● Written request
Identify each line in the records below that contains the word "give" and copy those lines.

:: Input ::

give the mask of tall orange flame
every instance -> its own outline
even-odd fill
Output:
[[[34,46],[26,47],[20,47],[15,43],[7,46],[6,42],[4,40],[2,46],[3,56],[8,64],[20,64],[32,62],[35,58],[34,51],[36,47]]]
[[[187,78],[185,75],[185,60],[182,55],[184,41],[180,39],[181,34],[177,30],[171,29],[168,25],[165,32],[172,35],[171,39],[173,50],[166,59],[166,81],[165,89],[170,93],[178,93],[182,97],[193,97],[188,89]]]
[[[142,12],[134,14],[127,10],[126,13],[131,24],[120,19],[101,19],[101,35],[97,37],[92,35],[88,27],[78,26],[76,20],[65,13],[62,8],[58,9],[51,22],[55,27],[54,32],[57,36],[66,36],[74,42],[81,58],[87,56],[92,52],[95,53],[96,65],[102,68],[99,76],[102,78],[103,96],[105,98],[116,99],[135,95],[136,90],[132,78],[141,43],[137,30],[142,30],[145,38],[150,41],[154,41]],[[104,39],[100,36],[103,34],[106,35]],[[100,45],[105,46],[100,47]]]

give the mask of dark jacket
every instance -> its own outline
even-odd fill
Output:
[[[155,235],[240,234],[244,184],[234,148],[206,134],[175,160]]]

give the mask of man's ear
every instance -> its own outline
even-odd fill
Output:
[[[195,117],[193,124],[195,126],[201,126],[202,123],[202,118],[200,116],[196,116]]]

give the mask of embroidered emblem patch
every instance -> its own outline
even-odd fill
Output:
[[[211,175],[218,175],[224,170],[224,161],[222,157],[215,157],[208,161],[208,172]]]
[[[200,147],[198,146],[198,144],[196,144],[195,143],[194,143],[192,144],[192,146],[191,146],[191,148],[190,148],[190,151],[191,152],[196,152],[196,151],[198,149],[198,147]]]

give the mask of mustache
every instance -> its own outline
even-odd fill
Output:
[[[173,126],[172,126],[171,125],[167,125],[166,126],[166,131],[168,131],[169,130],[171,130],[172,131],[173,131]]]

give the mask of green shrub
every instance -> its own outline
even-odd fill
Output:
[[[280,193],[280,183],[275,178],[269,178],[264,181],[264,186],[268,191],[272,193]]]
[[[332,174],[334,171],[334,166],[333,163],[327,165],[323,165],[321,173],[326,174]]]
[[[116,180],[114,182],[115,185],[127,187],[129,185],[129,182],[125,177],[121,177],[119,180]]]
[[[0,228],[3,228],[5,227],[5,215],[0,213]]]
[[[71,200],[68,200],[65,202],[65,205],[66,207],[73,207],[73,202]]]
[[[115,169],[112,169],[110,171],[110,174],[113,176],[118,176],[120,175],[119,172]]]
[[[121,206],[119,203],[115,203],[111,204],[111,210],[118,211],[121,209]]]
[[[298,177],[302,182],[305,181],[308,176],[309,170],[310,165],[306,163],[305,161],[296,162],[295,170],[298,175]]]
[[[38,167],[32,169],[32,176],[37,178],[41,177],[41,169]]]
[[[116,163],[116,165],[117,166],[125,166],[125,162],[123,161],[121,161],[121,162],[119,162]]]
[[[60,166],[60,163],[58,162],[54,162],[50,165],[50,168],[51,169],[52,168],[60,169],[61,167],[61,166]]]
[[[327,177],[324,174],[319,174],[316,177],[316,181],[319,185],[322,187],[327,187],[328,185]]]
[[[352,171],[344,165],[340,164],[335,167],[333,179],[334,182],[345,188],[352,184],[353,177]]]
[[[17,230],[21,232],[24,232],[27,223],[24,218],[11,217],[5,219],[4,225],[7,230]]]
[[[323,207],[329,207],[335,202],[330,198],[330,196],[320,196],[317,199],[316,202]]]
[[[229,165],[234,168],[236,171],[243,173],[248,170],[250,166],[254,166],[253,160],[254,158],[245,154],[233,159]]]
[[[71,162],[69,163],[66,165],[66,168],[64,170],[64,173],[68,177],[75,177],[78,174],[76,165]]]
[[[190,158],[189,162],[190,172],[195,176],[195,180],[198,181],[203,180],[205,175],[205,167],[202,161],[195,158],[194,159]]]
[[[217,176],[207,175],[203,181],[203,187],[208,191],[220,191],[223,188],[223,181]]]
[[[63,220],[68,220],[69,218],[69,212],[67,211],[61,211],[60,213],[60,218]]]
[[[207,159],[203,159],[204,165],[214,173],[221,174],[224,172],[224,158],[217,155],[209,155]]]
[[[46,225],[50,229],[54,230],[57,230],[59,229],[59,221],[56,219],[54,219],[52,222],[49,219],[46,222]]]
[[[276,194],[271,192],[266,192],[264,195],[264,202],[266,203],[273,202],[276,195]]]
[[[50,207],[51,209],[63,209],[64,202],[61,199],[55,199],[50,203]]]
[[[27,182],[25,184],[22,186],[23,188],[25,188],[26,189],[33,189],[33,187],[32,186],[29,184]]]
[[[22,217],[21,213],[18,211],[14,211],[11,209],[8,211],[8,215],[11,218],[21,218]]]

:::

● Completed task
give the mask of tall orange flame
give the mask of dark jacket
give the mask of man's ear
give the mask of embroidered emblem patch
give the mask of mustache
give the mask of green shrub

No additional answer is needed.